[Source records]
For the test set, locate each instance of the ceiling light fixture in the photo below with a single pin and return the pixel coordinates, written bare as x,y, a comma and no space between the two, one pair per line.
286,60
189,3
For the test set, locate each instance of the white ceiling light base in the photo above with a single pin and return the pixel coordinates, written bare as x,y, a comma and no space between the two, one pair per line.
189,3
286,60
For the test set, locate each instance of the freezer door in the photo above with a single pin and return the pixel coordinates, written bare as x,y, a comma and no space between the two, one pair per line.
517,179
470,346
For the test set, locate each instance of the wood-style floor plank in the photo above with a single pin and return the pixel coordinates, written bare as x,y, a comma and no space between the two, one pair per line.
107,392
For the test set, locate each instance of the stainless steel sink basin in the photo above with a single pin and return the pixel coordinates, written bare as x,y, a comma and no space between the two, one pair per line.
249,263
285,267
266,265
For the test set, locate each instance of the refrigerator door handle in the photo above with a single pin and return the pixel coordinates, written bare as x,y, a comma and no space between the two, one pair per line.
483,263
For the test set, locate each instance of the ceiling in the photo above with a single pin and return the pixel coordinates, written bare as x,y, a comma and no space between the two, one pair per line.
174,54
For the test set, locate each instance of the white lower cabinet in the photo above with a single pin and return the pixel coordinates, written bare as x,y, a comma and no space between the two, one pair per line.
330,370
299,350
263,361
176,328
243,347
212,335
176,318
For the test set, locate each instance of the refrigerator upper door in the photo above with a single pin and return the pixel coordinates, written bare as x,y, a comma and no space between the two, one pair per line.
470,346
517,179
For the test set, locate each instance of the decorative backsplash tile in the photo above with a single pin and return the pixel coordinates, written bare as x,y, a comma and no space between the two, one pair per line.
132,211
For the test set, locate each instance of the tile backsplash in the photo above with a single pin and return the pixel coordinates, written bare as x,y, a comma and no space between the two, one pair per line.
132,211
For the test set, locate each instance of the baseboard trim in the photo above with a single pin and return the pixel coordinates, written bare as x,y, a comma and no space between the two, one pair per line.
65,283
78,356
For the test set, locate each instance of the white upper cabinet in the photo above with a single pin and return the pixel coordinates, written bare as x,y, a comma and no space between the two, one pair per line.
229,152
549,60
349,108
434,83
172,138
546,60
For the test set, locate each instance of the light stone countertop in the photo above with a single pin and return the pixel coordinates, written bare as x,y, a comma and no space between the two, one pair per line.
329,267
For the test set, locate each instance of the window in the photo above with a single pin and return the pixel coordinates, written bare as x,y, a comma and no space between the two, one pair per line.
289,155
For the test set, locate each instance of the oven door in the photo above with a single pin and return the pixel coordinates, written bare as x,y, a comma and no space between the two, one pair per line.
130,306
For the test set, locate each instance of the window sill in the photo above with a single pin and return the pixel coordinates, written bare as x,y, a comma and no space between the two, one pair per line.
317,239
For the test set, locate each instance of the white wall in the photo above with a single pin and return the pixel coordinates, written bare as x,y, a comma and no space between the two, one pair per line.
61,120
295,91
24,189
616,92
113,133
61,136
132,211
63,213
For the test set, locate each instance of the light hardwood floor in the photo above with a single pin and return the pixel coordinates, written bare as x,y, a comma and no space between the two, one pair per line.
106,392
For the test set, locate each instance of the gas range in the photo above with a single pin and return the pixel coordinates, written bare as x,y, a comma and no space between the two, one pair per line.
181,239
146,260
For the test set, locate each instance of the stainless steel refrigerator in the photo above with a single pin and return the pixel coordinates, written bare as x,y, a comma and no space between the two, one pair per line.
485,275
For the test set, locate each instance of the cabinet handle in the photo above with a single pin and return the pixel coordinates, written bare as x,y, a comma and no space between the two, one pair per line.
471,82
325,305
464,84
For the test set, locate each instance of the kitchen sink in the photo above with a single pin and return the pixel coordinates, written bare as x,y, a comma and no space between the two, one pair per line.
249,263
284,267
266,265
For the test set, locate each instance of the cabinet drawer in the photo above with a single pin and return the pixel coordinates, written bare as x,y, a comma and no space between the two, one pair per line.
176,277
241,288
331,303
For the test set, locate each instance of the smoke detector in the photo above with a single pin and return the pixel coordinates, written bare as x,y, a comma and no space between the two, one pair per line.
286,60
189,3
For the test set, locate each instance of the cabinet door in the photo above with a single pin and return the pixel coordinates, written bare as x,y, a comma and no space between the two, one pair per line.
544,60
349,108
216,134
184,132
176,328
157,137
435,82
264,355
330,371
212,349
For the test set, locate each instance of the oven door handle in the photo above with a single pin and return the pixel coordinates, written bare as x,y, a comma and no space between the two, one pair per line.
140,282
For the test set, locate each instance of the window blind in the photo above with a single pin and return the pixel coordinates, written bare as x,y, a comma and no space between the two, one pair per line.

* _What is being asked_:
Reproduce every record above exactly as it appears.

* _Complete answer_:
For the test set, locate each instance of the ceiling light fixture in the photo below with a single pin and return the pixel coordinates, written bare as x,y, a comma and no space between the two, one pair per line.
286,60
189,3
For the test set, locate each instance of the white ceiling light base in the photo above with a single pin and return the pixel coordinates, written bare as x,y, a comma and no space between the two, one pair per line.
189,3
286,60
For the test set, locate each instance of the freezer door in the photo above with a single pin and return the pixel coordinates, written bare as x,y, a comma and no space between the two, one pair per line.
517,179
470,346
For the test set, locate each instance of the wood-style floor plank in the photo above with a single pin and return the pixel coordinates, written bare as x,y, a comma and no space between the two, one pair per line.
107,392
For the test set, locate each instance of the stainless steel sink basin in the photo above with a single pin and return the pixel coordinates, written bare as x,y, a comma and no space between the two, one pair per line.
249,263
285,267
266,265
For the test set, locate each instance of the refrigerator door handle in the photo above with a single pin and return the pixel coordinates, written bare as x,y, a comma and no space between the two, one pair per line.
483,263
For the test set, locate each instance of the ceiling in the photo above with a single pin and return the pixel coordinates, written bare as x,y, a comma and no space between the two, one pair per line.
174,54
For the test set, locate each instance of the white lower cabinet in the photo above with a single pin and return the pixel coordinates, written bare as x,y, a comma and no space between the two, one pair per line.
330,370
299,350
263,361
176,328
243,347
212,335
176,318
For the test set, locate each instance of the refrigerator upper door in the photo above with a single pin and return the pixel coordinates, written bare as x,y, a comma and no space between the two, one pair per line.
470,346
517,179
For the test set, locate each instance of the decorative backsplash tile in the photo above with a single pin and return the pixel coordinates, written bare as x,y, a comma and no space between the two, one pair per line.
132,211
For the test set, locate each instance of the tile backsplash in the photo above with a single pin and return the pixel coordinates, written bare as x,y, a comma and no space between the two, one pair per line.
132,211
For the test set, locate each instance of the baseboard trim in the photo above with a single pin and return the pixel coordinates, written bare as x,y, a comma and no space between the two, one pair per line.
65,283
78,356
For the test set, locate each instance of the white upper cabinet in the photo above with a single pin and return the pixel coordinates, written bare as x,y, a comma and no space between the two, one pair per line.
229,152
549,60
349,108
434,83
172,138
546,60
For the test set, locate each instance of the light stone countertop in the photo above with a single pin and return the pixel coordinates, written bare as x,y, a comma and no space between the two, one pair per line.
329,267
For the test set, locate each instance of the window in the photo above with a single pin and return the pixel coordinates, written bare as x,y, a comma and no space between the two, one pair per line.
289,155
For the test set, locate each instance of the oven door in the photo above with a single pin and return the pixel coordinates, written bare as x,y, a comma and no space between the two, one pair per line.
130,306
For the test set, locate each instance of the window sill in the photo above with a single pin and return the pixel coordinates, written bare as x,y, a comma and no space between the two, one pair per line.
317,239
For the test set, locate each instance of the white wall in the photo above with a single pin and return the pixel coordinates, written bare as x,y, a comma and no space between the two, one pair per line.
61,120
295,91
24,189
616,92
113,133
61,136
132,211
63,213
For the test set, locate each instance of the light hardwood floor in the photo above with a single pin and return the pixel coordinates, written bare as x,y, a comma and no space between the two, one pair per line.
106,392
For the test set, locate each instance of the gas range in the photo above with a single pin and return the pixel coordinates, written bare as x,y, a comma and no space between the two, one pair per line.
181,239
146,260
For the test set, locate each instance of the stainless steel refrigerator in the photo above with a single pin and return the pixel coordinates, written bare as x,y, a comma and no space between the two, one pair per line.
485,275
For the test set, locate each instance of the cabinet handle in the photo above with a single pin and return the pixel coordinates, written bare as x,y, a comma and no space between the two, one pair per line.
471,82
325,305
464,84
For the test set, locate each instance of the kitchen sink in the photo above with a single pin and return the pixel coordinates, written bare as x,y, a comma and no space between the two, one pair per line.
249,263
284,267
266,265
For the test set, locate each instance of the cabinet drawer in the photo above with a single pin and return the pixel coordinates, written bare as x,y, a comma and no space between the two, one pair per line.
176,277
241,288
331,303
For the test set, locate each instance of the smoke detector in the photo above with a single pin and return the pixel coordinates, written bare as x,y, a comma and no space between the two, one pair per line.
286,60
189,3
For the test set, locate each instance of the cabinet door in the photo above with a single pin and return the pixel coordinates, written bare as x,y, a comma and no space between the two, one pair per line.
544,60
349,108
216,134
184,132
176,328
157,137
435,82
264,355
330,371
212,349
For the test set, locate each instance of the oven door handle in the photo above with a single pin and return the pixel coordinates, written bare as x,y, a comma and no space between the two, one pair per line.
140,282
For the test set, locate each instance of the window blind in the photo above with a single pin and return the pixel coordinates, written bare as x,y, a comma and no space between the two, one pair per line.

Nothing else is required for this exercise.